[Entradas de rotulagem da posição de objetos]
·····
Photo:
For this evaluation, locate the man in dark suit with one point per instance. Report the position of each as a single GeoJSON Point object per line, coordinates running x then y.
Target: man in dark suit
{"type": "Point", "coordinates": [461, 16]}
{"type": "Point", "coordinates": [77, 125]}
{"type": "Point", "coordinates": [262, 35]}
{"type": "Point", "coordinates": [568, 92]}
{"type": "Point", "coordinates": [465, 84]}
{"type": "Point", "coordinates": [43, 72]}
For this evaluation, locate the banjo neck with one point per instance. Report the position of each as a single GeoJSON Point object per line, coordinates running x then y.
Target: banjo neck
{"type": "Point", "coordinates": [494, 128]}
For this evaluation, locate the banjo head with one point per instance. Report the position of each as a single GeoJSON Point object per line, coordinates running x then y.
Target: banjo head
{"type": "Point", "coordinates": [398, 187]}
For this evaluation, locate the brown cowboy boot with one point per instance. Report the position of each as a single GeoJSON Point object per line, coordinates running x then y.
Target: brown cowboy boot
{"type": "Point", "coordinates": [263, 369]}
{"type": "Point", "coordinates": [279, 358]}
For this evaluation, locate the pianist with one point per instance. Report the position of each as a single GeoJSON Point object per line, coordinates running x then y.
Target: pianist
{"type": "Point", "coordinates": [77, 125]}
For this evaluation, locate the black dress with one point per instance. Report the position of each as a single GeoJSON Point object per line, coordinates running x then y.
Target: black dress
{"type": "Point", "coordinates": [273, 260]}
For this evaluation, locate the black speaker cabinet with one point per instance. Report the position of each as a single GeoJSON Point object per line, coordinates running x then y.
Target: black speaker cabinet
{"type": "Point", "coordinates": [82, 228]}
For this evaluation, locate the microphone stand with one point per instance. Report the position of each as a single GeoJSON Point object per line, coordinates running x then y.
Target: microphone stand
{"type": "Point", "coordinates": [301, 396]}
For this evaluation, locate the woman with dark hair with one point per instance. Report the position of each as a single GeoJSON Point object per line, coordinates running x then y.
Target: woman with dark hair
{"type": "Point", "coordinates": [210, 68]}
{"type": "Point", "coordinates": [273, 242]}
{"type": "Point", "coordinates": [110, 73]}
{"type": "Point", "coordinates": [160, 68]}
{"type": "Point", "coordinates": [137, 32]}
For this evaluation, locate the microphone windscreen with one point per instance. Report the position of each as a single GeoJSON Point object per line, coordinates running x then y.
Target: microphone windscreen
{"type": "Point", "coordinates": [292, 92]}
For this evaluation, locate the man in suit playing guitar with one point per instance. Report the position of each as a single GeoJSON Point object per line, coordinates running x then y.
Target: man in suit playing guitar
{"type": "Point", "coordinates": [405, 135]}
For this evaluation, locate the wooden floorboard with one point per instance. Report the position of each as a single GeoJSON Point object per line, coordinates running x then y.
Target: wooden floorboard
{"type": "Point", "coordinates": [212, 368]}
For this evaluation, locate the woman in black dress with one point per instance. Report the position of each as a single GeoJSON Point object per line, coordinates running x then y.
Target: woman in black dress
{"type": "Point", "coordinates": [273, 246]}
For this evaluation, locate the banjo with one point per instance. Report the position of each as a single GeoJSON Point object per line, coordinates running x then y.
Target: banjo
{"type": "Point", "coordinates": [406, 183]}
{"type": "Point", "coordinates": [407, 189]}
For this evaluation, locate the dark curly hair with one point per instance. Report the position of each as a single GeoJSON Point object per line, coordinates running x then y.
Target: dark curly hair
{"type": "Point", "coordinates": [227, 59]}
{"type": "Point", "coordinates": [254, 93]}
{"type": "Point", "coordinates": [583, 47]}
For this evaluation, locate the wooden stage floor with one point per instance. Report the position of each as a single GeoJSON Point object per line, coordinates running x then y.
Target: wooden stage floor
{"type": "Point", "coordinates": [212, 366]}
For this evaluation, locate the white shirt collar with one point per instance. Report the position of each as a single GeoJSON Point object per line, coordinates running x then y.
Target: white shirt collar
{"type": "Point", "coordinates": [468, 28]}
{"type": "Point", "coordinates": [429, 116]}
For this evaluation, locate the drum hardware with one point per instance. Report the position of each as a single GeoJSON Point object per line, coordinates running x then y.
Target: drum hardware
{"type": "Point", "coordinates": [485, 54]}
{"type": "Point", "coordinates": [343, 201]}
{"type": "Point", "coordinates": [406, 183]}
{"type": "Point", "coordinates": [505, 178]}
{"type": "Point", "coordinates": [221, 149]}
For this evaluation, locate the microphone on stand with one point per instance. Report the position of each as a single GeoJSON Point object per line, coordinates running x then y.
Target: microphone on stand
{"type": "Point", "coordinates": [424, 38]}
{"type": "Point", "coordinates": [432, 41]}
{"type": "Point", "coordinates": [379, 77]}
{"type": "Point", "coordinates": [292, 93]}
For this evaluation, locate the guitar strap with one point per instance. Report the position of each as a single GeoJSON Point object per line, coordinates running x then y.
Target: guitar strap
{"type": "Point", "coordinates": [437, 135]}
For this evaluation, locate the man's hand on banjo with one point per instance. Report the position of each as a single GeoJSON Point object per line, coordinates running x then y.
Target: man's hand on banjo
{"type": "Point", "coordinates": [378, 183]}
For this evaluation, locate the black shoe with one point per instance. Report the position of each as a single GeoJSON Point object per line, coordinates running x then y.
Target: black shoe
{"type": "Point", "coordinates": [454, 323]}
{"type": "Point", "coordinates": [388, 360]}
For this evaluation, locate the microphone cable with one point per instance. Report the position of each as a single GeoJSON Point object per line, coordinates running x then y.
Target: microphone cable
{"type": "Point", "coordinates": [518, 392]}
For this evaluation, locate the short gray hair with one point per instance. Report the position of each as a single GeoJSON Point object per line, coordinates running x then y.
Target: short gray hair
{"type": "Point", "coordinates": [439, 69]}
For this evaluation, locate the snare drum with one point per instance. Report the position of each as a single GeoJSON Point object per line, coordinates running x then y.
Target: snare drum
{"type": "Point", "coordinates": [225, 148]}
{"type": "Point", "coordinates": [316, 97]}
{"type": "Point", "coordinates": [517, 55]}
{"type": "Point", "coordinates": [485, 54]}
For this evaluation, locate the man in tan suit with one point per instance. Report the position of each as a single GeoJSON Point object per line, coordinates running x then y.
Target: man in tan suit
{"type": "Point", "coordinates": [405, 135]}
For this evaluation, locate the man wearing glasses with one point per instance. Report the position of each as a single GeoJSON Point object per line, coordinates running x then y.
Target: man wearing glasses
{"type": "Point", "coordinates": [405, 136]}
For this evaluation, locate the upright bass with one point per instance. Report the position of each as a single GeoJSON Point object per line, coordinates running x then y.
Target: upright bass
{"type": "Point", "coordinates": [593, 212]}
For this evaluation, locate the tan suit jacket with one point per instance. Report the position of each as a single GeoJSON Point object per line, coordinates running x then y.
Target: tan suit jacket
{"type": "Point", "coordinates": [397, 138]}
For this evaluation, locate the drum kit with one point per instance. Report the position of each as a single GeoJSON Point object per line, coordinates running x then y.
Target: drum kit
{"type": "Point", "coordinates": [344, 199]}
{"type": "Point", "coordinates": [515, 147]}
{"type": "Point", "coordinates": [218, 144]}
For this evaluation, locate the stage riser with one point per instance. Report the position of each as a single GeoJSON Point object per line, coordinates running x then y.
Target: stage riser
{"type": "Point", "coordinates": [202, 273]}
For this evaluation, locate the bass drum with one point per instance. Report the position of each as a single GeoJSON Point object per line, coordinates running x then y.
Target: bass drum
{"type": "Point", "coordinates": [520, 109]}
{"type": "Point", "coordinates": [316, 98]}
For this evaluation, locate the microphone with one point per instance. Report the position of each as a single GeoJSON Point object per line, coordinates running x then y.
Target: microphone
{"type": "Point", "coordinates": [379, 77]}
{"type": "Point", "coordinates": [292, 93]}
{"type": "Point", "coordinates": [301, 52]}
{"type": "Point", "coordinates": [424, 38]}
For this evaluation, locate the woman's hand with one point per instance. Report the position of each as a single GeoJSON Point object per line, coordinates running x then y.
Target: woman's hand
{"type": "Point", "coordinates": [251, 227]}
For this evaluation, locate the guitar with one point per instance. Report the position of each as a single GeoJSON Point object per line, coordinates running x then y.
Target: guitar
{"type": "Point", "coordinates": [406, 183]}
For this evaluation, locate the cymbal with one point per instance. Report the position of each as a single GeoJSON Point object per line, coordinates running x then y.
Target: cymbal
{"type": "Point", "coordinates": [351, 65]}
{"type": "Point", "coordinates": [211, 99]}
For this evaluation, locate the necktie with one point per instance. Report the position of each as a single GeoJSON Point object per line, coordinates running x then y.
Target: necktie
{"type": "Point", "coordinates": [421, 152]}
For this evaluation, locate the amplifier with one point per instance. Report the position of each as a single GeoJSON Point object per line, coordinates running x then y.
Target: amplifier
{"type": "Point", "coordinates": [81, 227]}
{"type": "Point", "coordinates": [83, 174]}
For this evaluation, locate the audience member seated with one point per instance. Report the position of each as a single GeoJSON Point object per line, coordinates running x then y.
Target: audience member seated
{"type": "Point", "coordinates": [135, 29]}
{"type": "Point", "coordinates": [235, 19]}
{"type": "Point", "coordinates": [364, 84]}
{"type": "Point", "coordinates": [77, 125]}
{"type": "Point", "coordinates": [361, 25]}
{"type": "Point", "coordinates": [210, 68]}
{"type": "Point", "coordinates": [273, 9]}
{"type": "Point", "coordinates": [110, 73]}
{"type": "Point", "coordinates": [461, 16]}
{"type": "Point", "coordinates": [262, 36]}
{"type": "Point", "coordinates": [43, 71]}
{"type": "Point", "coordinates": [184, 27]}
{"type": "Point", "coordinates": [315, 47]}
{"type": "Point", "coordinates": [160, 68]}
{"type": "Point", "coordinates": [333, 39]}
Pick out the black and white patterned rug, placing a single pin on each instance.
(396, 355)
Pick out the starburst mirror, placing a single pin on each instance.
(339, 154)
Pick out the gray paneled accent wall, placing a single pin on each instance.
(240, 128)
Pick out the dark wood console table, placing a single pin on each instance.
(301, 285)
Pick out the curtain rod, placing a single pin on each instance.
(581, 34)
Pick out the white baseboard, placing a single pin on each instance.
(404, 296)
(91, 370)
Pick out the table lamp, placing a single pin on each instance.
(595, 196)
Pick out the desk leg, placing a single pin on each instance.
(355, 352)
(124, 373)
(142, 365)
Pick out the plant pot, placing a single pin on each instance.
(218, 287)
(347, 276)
·····
**OBJETIVO**
Reproduza, tal como aparecem, as linhas que vão da que contém "Pick out the dark" até a última linha, incluindo ambas.

**RESOLUÇÃO DO EXERCÍCIO**
Pick out the dark wood console table, placing a single pin on each instance.
(301, 285)
Pick out the curtain rod, placing a single pin on each instance.
(581, 34)
Pick out the white baseboard, placing a single pin on each instance.
(404, 296)
(91, 370)
Pick out the table lamp, placing a single pin on each instance.
(595, 196)
Pick out the desk leg, placing a single pin on each instance.
(355, 352)
(124, 373)
(142, 365)
Pick out the plant pot, placing a single pin on each instance.
(218, 287)
(347, 276)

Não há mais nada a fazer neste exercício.